• _Written request_: Write out exactly the lines running from the line that includes "dark trousers, each" to the end of the data, both ends included, and nothing besides.

• _Dataset records_:

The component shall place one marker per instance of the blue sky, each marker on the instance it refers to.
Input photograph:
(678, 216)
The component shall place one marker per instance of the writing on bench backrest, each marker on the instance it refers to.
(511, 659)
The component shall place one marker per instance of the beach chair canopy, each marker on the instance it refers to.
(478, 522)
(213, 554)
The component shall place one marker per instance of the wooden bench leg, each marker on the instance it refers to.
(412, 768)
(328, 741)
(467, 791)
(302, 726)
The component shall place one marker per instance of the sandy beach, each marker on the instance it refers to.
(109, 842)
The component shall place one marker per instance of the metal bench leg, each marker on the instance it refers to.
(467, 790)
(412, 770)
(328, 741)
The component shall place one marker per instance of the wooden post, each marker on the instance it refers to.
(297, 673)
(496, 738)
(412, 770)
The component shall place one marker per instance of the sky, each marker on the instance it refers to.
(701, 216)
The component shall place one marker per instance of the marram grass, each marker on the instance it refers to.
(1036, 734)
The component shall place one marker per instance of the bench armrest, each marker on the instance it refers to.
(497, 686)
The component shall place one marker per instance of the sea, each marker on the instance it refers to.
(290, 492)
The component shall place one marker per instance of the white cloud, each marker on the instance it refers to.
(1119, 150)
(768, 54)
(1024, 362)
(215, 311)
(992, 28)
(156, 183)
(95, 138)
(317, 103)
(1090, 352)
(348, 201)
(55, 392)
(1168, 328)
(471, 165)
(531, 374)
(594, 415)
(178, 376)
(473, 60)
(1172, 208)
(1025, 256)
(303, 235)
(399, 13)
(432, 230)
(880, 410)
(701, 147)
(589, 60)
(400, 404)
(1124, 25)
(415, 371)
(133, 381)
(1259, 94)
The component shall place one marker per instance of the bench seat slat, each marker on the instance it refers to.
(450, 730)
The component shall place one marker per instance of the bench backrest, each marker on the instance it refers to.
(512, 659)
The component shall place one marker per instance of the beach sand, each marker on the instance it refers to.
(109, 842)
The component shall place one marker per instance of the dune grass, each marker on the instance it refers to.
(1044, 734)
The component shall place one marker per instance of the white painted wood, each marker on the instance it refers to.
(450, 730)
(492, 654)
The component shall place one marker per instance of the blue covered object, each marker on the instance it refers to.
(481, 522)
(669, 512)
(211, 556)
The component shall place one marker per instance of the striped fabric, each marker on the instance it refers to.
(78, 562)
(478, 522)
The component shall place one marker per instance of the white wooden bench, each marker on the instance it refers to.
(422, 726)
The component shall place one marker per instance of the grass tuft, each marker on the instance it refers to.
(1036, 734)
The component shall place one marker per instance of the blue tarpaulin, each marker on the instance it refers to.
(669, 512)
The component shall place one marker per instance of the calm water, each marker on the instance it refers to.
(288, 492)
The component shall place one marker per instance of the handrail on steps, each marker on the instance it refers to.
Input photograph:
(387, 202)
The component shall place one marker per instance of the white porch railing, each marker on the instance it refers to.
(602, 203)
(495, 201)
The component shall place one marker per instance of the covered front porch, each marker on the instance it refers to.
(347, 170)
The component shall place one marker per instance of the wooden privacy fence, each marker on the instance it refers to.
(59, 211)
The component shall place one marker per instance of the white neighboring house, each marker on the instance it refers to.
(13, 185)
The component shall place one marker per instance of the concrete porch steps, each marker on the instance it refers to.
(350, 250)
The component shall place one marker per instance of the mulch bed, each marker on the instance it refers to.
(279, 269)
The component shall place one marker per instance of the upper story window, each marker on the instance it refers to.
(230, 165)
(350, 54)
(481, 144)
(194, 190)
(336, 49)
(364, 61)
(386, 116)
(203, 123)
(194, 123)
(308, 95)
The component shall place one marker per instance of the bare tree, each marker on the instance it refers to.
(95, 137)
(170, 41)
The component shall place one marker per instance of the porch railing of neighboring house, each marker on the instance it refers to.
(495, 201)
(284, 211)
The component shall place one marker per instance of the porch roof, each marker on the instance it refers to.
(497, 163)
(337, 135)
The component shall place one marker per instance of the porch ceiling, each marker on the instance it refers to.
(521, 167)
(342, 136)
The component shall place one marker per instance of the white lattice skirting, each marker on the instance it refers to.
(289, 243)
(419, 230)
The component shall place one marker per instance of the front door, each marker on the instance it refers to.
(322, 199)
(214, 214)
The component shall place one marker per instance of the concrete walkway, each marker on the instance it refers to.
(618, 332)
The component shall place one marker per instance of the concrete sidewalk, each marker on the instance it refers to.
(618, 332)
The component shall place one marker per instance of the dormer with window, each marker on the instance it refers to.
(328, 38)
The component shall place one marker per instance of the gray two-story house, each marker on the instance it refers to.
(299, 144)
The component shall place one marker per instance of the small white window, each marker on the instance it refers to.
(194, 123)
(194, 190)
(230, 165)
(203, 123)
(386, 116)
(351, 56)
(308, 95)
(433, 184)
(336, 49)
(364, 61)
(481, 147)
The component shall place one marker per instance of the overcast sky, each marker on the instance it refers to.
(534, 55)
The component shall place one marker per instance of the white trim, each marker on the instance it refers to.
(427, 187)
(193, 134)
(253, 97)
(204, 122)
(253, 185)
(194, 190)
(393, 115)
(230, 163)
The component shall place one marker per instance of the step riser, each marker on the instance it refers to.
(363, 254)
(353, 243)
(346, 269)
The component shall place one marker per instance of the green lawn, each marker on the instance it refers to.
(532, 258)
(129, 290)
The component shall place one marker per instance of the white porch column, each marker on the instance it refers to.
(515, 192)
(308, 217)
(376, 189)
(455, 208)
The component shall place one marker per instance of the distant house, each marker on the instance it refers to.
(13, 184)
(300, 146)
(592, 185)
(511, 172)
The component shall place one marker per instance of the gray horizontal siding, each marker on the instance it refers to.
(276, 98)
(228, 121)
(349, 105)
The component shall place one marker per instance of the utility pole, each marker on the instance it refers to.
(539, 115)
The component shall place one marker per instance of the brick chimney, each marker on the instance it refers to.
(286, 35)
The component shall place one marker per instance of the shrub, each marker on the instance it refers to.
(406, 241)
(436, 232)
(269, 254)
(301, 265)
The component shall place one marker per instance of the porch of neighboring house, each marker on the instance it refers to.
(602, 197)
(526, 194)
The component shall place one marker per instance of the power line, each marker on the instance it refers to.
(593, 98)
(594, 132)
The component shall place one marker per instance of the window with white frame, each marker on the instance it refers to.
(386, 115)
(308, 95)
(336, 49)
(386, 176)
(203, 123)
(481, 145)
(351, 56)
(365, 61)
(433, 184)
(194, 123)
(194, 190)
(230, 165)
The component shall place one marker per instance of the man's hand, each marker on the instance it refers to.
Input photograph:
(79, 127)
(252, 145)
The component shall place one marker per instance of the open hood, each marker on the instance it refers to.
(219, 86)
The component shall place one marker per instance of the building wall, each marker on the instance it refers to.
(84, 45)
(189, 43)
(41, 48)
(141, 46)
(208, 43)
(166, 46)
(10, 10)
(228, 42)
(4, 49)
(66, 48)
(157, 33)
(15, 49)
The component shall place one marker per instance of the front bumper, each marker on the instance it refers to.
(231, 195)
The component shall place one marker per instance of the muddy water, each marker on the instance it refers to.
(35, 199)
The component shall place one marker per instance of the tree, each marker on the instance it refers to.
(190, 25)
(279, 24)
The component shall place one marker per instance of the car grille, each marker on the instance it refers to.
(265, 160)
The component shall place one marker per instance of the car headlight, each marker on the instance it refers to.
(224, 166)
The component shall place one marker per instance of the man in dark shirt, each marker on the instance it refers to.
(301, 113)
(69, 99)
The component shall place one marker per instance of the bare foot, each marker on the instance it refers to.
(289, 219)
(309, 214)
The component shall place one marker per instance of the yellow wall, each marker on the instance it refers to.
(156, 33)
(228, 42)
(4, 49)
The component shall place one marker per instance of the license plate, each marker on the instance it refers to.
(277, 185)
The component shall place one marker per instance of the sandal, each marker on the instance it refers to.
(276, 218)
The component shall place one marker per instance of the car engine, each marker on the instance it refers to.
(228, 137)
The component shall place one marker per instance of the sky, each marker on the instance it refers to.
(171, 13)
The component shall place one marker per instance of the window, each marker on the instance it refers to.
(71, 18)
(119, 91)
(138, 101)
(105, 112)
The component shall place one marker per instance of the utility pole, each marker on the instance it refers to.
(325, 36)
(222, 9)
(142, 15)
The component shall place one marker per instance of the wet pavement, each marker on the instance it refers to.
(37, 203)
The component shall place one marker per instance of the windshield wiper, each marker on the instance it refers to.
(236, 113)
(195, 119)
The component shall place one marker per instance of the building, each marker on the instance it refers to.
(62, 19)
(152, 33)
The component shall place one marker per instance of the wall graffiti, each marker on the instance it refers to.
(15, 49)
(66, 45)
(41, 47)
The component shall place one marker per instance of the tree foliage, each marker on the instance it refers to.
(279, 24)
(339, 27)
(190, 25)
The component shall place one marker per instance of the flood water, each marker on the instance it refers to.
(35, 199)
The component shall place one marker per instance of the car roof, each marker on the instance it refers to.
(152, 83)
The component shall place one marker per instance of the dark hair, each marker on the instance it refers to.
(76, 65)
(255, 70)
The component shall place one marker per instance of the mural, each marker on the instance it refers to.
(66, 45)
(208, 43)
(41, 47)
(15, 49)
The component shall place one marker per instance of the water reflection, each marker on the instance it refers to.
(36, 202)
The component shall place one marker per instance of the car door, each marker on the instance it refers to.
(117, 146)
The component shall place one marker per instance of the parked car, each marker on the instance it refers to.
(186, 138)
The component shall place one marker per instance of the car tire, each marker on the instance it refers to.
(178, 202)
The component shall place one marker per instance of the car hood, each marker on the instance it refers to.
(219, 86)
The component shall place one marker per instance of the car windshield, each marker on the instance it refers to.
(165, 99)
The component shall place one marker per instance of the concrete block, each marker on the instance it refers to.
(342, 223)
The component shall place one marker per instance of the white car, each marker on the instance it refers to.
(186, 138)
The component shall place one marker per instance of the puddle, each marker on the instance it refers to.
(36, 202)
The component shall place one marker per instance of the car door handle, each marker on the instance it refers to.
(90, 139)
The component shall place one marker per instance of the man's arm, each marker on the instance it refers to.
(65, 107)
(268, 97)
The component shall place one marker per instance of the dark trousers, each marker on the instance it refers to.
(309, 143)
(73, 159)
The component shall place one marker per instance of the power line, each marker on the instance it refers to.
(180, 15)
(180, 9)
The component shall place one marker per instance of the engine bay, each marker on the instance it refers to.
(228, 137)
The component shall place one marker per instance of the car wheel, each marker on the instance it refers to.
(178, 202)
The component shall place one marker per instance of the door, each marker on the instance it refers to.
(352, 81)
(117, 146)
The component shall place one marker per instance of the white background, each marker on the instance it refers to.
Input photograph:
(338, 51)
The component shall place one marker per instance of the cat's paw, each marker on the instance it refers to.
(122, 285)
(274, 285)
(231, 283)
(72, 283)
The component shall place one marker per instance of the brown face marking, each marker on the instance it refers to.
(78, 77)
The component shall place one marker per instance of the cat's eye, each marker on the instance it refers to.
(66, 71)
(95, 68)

• _Answer in full_:
The component shall place one marker per instance of the dark trousers, each marker on the instance it refers to.
(309, 143)
(73, 159)
The component shall place one marker per instance of the power line, each marker on the instance it refers to.
(180, 15)
(180, 9)
The component shall place one marker per instance of the engine bay, each marker on the instance it refers to.
(228, 137)
The component shall place one marker per instance of the car wheel, each marker on the instance it refers to.
(178, 202)
The component shall place one marker per instance of the door, each marker on the instance it refers to.
(352, 81)
(117, 146)
The component shall place one marker per instance of the white background, each marker on the instance it refers to.
Input photograph:
(338, 51)
The component shall place one marker per instance of the cat's paw, each marker on the instance it refers to.
(122, 285)
(274, 285)
(231, 283)
(72, 283)
The component shall place one marker per instance of the brown face marking, each marker on the instance it refers to.
(78, 77)
The component shall place one marker per instance of the cat's eye, each marker on the instance it refers to.
(66, 71)
(95, 68)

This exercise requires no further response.